• [Instructions for the task]
The required output consists solely of the lines from the line containing "Can you see the young" through the end of the records, copied exactly.

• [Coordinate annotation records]

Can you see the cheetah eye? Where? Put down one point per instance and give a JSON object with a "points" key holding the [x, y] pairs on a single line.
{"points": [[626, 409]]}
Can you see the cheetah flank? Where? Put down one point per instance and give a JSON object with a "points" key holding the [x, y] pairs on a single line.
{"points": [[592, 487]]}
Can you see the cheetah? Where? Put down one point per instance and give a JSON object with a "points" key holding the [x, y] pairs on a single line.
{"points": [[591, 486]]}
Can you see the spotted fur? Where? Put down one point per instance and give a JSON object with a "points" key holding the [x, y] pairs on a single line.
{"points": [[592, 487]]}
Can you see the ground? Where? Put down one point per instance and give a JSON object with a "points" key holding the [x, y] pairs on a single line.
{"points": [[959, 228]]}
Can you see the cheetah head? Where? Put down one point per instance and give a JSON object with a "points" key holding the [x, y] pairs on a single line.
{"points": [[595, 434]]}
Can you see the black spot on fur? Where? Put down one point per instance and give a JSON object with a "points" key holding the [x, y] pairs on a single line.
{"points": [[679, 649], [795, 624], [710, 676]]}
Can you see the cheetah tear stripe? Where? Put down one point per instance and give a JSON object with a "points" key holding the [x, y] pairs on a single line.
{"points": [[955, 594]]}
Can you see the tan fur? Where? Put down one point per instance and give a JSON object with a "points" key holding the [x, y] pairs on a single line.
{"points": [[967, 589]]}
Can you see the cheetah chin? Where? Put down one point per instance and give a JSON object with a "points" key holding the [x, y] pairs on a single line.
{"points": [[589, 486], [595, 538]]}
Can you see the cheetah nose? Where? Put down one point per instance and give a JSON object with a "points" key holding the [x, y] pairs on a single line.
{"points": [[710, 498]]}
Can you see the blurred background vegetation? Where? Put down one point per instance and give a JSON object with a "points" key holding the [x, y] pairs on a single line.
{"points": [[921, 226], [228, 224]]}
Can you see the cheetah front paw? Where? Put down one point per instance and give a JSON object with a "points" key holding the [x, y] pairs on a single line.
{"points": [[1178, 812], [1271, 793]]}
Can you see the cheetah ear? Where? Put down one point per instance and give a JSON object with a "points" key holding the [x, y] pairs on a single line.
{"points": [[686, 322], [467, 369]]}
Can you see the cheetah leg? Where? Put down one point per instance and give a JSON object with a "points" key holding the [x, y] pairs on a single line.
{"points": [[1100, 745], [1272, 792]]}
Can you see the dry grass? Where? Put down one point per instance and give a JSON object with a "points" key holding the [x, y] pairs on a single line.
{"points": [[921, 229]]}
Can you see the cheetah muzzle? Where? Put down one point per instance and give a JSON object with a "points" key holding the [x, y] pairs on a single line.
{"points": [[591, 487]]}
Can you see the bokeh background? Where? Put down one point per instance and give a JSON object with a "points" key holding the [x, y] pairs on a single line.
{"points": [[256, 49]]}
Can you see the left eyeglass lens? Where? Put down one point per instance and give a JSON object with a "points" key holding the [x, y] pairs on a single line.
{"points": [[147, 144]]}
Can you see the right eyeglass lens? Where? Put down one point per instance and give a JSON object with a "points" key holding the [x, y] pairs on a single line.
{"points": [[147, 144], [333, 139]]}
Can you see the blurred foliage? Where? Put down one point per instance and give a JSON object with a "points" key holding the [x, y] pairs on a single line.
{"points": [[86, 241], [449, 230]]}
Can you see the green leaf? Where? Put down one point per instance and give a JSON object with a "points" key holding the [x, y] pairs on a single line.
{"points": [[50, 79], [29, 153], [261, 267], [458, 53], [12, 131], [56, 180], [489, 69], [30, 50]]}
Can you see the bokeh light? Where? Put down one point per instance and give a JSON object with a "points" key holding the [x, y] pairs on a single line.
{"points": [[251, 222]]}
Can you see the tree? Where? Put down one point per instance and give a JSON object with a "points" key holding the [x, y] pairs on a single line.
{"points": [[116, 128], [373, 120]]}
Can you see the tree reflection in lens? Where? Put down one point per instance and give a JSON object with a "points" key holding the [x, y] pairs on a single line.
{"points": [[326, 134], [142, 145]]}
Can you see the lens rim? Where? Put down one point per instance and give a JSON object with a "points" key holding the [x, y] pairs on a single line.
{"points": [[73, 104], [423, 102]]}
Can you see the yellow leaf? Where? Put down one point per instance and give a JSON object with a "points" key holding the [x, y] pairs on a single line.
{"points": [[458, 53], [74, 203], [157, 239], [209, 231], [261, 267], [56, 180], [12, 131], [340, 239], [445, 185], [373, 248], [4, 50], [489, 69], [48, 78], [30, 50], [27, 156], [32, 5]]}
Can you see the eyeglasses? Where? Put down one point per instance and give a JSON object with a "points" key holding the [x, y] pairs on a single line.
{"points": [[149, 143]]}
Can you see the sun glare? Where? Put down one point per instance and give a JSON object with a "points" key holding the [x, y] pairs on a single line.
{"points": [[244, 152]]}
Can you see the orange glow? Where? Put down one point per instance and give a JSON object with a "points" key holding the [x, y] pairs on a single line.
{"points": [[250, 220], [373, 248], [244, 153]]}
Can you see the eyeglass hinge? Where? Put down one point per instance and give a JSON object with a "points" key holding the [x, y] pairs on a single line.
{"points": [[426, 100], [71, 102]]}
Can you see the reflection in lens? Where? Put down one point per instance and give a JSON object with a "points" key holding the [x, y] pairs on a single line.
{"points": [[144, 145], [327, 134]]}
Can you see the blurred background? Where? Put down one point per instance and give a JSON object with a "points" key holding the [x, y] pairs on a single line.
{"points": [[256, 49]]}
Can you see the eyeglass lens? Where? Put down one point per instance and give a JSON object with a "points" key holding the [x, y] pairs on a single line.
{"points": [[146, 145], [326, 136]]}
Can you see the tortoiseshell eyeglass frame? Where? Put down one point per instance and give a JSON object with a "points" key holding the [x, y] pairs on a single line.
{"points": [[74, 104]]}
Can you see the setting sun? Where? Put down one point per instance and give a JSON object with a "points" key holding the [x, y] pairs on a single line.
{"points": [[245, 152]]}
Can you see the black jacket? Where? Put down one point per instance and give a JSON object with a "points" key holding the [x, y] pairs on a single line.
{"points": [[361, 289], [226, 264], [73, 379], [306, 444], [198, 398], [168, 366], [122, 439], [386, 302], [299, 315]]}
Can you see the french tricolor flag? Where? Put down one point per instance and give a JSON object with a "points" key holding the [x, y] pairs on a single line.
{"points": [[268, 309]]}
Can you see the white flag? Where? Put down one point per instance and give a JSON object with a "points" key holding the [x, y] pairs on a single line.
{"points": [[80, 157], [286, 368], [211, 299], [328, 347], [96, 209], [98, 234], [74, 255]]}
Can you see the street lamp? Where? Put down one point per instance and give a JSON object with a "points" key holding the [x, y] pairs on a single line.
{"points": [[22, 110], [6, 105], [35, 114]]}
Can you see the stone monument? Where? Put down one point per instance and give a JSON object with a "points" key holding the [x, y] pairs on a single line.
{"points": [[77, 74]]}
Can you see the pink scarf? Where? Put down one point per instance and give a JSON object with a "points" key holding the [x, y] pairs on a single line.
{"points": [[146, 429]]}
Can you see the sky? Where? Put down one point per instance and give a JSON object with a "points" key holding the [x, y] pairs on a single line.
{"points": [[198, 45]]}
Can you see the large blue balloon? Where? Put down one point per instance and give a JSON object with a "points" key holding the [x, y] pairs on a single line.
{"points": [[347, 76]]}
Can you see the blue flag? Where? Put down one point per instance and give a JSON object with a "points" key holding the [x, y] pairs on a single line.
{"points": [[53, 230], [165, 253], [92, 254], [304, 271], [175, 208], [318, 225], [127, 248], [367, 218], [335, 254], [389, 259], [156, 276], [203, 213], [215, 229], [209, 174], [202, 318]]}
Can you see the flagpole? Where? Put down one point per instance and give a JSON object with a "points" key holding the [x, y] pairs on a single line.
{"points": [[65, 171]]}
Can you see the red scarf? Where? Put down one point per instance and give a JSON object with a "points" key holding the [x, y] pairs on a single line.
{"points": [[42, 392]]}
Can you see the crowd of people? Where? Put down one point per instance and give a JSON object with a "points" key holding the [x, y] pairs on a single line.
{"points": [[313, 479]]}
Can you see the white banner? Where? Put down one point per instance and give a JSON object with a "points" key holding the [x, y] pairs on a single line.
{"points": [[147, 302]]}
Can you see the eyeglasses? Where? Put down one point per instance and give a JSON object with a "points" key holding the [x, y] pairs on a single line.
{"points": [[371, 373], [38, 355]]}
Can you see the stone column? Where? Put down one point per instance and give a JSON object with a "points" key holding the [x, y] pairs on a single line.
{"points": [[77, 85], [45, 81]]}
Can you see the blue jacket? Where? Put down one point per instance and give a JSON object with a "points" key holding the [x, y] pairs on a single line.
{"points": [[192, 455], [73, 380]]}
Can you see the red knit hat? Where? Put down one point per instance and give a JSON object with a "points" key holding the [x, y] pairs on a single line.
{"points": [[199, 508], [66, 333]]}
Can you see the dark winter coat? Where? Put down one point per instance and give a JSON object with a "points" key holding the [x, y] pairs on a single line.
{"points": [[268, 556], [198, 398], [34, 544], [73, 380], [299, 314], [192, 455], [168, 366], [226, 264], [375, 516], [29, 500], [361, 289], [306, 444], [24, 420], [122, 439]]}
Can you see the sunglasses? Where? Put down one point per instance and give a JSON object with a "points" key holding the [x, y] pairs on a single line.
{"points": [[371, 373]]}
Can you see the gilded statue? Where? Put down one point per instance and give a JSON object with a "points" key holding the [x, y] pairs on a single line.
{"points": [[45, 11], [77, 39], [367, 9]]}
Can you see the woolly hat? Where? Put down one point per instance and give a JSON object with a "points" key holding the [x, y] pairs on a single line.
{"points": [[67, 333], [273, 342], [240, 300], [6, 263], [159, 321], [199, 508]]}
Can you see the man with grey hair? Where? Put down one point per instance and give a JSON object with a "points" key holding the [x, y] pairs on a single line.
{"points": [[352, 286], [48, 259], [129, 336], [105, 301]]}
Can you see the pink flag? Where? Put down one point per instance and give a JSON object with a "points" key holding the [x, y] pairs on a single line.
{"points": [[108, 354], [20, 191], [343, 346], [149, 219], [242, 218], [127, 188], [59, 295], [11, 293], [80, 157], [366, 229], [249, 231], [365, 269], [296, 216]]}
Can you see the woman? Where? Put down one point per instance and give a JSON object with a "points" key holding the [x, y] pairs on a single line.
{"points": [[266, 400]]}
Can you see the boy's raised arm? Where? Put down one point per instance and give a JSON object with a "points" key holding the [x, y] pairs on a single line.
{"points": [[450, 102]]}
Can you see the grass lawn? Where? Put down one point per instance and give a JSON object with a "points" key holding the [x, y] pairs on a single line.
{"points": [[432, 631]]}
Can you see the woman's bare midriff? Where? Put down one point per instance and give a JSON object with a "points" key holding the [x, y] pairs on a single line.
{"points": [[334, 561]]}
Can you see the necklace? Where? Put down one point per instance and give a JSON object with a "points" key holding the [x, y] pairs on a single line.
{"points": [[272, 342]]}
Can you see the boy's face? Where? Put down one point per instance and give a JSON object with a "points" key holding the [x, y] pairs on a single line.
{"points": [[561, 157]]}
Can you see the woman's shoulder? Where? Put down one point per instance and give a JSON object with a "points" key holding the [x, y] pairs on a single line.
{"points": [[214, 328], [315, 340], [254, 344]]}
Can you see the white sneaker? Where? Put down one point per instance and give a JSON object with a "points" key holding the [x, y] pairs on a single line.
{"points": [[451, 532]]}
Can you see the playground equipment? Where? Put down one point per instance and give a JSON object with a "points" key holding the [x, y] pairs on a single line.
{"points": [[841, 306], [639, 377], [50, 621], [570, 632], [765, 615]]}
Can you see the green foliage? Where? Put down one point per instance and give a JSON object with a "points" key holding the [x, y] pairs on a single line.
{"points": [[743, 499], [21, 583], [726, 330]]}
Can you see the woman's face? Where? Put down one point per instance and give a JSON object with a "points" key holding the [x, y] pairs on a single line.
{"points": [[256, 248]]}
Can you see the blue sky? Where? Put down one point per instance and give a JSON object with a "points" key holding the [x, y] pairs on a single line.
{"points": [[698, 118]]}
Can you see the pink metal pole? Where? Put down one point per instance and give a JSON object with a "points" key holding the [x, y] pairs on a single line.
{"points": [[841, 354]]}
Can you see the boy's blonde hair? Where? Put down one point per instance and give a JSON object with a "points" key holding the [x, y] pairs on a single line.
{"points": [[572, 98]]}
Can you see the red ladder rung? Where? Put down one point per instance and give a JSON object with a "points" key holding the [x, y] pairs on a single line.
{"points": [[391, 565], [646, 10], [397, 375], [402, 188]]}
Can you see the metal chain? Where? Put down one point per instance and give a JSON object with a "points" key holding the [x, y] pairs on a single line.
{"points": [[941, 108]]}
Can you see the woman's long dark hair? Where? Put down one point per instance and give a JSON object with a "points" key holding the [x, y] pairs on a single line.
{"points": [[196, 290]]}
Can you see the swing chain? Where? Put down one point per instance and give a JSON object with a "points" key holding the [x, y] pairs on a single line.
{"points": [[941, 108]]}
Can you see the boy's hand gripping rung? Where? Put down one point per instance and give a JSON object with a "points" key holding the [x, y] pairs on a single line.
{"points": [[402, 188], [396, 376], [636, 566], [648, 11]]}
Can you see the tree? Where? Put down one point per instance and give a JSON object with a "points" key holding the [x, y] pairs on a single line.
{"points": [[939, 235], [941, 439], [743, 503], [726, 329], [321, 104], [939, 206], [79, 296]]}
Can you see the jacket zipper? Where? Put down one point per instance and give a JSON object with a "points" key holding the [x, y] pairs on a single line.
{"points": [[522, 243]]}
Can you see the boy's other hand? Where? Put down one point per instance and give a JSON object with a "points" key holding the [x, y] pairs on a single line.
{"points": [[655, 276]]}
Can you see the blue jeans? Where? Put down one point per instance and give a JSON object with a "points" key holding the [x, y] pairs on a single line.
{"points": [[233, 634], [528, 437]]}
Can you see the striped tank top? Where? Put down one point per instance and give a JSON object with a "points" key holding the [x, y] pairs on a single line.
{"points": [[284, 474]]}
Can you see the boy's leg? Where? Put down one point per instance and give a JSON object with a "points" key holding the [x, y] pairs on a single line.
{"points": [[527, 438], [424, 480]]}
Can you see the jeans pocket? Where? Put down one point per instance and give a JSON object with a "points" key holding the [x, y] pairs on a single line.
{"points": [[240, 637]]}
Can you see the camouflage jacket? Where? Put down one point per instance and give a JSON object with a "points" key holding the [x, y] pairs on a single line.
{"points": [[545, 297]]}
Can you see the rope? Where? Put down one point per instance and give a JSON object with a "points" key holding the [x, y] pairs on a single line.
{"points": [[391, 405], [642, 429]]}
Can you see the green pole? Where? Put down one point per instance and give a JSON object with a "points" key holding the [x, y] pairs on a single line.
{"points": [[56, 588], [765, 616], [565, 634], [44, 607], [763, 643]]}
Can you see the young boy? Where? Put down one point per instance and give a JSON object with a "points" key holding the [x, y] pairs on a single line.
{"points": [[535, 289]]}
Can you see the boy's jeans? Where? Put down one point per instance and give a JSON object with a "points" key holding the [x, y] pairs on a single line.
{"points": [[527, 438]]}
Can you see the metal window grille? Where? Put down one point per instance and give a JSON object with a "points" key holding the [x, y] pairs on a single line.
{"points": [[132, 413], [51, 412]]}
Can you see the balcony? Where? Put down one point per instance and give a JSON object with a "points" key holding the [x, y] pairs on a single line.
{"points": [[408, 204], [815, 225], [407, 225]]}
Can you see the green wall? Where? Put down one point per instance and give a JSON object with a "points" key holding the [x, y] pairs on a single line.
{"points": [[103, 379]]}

• [Answer to the task]
Can you see the young boy? Where? Put down one point per instance and give a JSON object with a "points" key holding the [x, y] pairs on a single line.
{"points": [[535, 289]]}
Can you see the boy's jeans? Where? Put down one point per instance and give a JSON object with a "points" key holding the [x, y] pairs on a single line.
{"points": [[527, 438]]}
Can you see the metal window grille? Where? Put down one point per instance and give a JSON object with a "points" key holding the [x, y] pairs on a single line.
{"points": [[132, 413], [51, 412]]}
Can you see the balcony? Where? Put down one point per instance and give a JSON object with a "points" key holding the [x, y] pairs on a single line.
{"points": [[408, 204], [815, 225], [407, 225]]}
Can you see the green wall? Where? Put down one point per instance and give a JSON object with a "points" key holding the [x, y] pairs on a single line.
{"points": [[103, 379]]}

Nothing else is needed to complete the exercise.